◆ Your goal
Rescale the rows from the line with "[spot] the cloud, one" through the end of the rows, both ends included. Write those lines out again with the requests left unchanged, and multiply every x and y coordinate in the answers by 0.95, rounding to whole numbers with halves rounded up.
# START OF Provided data
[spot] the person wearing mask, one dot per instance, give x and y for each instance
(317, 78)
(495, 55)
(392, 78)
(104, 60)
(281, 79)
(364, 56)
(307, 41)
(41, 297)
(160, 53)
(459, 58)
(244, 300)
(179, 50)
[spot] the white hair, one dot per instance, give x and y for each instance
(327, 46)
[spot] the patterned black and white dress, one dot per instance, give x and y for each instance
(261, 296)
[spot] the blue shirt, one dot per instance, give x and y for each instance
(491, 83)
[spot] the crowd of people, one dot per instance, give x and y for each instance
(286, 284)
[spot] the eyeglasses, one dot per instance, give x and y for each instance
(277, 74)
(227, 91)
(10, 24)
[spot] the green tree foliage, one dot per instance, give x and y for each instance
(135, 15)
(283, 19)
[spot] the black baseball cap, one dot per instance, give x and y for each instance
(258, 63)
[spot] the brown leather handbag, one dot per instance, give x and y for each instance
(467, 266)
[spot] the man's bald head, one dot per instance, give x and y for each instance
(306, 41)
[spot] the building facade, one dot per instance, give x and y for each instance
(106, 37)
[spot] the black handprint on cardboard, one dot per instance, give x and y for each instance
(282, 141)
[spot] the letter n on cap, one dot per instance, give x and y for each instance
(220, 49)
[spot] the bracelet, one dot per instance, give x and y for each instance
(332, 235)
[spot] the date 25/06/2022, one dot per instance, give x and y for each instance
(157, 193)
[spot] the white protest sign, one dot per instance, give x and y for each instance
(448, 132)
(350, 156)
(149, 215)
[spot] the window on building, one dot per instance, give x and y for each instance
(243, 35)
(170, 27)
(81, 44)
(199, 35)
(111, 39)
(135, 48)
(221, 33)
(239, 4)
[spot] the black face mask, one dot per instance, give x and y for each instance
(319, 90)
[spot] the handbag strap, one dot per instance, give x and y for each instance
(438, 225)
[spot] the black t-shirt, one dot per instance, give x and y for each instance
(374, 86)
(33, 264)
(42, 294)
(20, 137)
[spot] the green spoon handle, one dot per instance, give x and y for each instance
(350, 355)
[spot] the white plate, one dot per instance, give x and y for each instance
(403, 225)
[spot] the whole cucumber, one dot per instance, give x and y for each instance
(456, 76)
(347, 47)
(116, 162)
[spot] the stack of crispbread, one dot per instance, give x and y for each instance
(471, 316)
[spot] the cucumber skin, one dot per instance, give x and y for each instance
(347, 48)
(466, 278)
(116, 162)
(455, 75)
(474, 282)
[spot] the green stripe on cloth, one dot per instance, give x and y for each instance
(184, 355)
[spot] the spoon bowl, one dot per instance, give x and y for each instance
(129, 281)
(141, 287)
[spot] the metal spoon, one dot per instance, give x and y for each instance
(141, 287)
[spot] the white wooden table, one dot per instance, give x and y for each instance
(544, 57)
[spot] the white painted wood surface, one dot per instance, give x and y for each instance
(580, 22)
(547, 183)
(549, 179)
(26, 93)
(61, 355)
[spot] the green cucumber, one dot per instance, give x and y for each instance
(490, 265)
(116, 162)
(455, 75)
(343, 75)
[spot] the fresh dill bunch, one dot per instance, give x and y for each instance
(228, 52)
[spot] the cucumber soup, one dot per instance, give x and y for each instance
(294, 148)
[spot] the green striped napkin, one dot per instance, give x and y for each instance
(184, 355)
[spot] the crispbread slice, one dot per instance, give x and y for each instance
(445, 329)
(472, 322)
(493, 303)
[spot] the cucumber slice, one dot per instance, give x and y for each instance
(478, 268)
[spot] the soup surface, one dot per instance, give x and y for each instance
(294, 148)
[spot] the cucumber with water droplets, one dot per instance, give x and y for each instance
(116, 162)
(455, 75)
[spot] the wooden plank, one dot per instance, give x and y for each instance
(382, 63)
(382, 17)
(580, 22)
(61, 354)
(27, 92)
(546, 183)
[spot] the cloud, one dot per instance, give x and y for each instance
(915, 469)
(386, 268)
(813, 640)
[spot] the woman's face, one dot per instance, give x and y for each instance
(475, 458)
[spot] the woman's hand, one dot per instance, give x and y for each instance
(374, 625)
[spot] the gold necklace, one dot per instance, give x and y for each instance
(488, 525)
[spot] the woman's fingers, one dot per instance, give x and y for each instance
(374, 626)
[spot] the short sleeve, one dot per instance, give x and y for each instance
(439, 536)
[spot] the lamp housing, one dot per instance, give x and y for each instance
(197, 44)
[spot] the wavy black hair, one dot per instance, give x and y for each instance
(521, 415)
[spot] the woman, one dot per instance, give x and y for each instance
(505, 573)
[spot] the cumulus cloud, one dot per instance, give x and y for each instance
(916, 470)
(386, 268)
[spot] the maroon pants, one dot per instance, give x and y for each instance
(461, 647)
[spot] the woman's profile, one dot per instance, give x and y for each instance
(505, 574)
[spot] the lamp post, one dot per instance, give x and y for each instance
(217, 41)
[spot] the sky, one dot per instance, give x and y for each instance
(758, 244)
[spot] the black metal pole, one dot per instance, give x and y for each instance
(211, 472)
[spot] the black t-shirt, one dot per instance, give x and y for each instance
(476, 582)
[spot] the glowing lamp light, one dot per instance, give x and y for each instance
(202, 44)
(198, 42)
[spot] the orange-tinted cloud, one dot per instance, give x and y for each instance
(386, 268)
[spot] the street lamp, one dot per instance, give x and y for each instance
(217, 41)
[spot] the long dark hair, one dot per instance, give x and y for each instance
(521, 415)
# END OF Provided data
◆ Written reply
[spot] the cloud, one dot per instance, give x and y for each instance
(869, 446)
(367, 255)
(772, 608)
[spot] the woman's face, one dot per instance, give x and y for each instance
(451, 435)
[spot] the woman's hand, one dot per instance, give x and y for each instance
(355, 594)
[spot] the gold necklace, one dot per instance, give x and y for each instance
(464, 499)
[spot] the woman's fingers, one dot per instance, give x and y for each instance
(355, 595)
[spot] the short sleeve, one dot per instance, give x and y for each instance
(417, 509)
[spot] the lamp housing, one dot per instance, give x and y for each instance
(187, 42)
[spot] the wavy black hair, one dot per instance, give x and y for each instance
(495, 394)
[spot] the woman, one dot per instance, give x and y for each instance
(480, 544)
[spot] the cumulus cloud, one dot per instance, give x and y for each instance
(870, 447)
(367, 255)
[spot] the maroon pants, one dot per instance, give x and y for each instance
(438, 615)
[spot] the woman's profile, one dot per instance, give x and y for each instance
(480, 545)
[spot] the lamp post, one dot per instance, give x and y for each instance
(206, 39)
[spot] the sky, one dot per instance, give x and y for each instance
(720, 232)
[spot] the black metal pole, one dot per instance, give x and y for each instance
(200, 448)
[spot] the black t-shirt, one dot per instance, give x and y for each instance
(452, 553)
[spot] the glowing lamp light, one dot per instance, give x and y for each instance
(192, 42)
(188, 40)
[spot] the orange-tinted cloud, one dot per instance, give x and y for each instance
(367, 255)
[spot] the street lamp, one dot per instance, give x and y for each instance
(206, 39)
[spot] the long dark hair, one dot per instance, give x and y for each instance
(495, 394)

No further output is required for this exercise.